Text extract
◇ ◇ ◇

Issue (i): Whether Parliament was competent to amend retrospectively the pre-Constitution income-tax law so as to alter the effect of a Supreme Court decision, and whether the validating provision offended Articles 14, 141, 245, or 372 of the Constitution.
Analysis: The saved pre-Constitution law continued in force under Article 372, but it remained open to competent legislation to alter, repeal, or amend it. Article 245 conferred legislative competence in the widest terms, and no limitation was found in Article 372 restricting Parliament to prospective amendment only. The law declared by the Supreme Court bound courts so long as the statute remained unaltered, but Parliament could amend the statute and thereby change the law for the future and, where authorised, validate it retrospectively. The classification created by the amendment was also held to rest on a rational basis, since a distinction in favour of assessees who had carried their matters to judgment before the stated cut-off date could reasonably be made.
Conclusion: The constitutional challenge failed, and the validating amendment was upheld.
Issue (ii): Whether, on the facts, any question of law arose for reference on the determination of the annual value of the property, including the role of municipal valuation.
Analysis: Annual value under the income-tax provision is a notional figure based on what the property might reasonably be expected to let for, and actual rent is only one relevant factor. The Tribunal had considered the rent received together with other benefits and obligations borne by the lessee, and it did not treat municipal valuation as the sole test. Since the Tribunal applied the correct approach on the facts and did not lay down an erroneous general rule, no referable question of law arose.
Conclusion: The request for an additional reference was declined.
Final Conclusion: The reference was answered against the assessee, the constitutional attack on the retrospective amendment failed, and no further question of law was required to be referred.
Ratio Decidendi: A competent legislature may retrospectively amend a pre-Constitution statute saved by the Constitution, and a tribunal's fact-based determination of annual value does not give rise to a question of law merely because municipal valuation was adopted as one evidentiary factor.

◇ ◇ ◇

Information shown
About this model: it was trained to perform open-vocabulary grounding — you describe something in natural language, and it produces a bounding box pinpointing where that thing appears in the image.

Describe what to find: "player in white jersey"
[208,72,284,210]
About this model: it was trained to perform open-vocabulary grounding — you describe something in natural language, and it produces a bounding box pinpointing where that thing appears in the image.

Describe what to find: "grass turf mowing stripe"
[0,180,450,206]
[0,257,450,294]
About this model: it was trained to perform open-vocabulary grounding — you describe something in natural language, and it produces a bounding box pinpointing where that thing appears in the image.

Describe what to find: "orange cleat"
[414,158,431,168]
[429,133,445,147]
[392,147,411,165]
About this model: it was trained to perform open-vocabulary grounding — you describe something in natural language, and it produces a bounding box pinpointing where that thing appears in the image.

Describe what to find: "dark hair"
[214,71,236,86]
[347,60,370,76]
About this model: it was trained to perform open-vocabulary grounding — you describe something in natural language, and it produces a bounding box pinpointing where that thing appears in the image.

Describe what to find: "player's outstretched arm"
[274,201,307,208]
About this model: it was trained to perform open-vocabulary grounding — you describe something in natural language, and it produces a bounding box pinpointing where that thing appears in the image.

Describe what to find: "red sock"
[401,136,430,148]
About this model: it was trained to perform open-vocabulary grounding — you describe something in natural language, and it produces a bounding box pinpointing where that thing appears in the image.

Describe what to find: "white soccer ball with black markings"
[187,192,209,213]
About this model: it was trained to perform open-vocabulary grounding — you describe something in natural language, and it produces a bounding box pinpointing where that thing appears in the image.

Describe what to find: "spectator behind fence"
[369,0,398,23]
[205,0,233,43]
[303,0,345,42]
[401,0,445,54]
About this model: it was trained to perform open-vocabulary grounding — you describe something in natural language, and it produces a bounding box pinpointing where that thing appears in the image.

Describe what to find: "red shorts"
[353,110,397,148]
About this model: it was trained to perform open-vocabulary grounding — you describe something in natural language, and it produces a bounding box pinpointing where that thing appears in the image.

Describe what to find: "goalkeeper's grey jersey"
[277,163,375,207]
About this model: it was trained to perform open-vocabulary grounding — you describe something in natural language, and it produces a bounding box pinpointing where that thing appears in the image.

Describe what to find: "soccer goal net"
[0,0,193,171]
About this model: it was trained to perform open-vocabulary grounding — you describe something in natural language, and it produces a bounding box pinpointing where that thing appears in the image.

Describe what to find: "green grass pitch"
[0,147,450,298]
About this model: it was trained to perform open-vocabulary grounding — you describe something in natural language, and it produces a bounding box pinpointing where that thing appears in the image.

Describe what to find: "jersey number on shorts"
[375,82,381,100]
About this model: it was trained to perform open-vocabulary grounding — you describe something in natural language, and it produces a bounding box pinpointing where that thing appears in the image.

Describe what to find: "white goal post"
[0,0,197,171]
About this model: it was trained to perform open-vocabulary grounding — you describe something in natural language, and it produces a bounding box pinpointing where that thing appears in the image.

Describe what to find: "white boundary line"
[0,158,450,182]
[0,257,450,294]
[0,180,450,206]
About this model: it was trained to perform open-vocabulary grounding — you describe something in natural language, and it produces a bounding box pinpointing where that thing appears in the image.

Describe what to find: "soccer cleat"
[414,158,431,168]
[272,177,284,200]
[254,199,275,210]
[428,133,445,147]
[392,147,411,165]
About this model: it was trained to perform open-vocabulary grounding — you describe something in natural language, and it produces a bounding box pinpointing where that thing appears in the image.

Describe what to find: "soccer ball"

◇ ◇ ◇

Required task 1
Condense the paragraph of the case summary that begins "Analysis: Annual value under the income-tax provision" into a short bulleted list that keeps its main facts.
Required task 2
Quote the case summary from "Analysis: Annual value" to "of law arose.".
Required task 3
Answer these questions from the case summary:
(a) Under which Article did the saved pre-Constitution law continue in force?
(b) What happened to the request for an additional reference?
(c) Against whom was the reference answered?

Result 1
- Annual value is a notional figure based on what the property might reasonably be expected to let for. Actual rent is only one relevant factor.
- The Tribunal considered the rent received along with other benefits and obligations borne by the lessee. It did not treat municipal valuation as the sole test.
- The Tribunal applied the correct approach on the facts and laid down no erroneous general rule, so no referable question of law arose.

Result 2
Analysis: Annual value under the income-tax provision is a notional figure based on what the property might reasonably be expected to let for, and actual rent is only one relevant factor. The Tribunal had considered the rent received together with other benefits and obligations borne by the lessee, and it did not treat municipal valuation as the sole test. Since the Tribunal applied the correct approach on the facts and did not lay down an erroneous general rule, no referable question of law arose.

Result 3
(a) Article 372.
(b) It was declined.
(c) The assessee.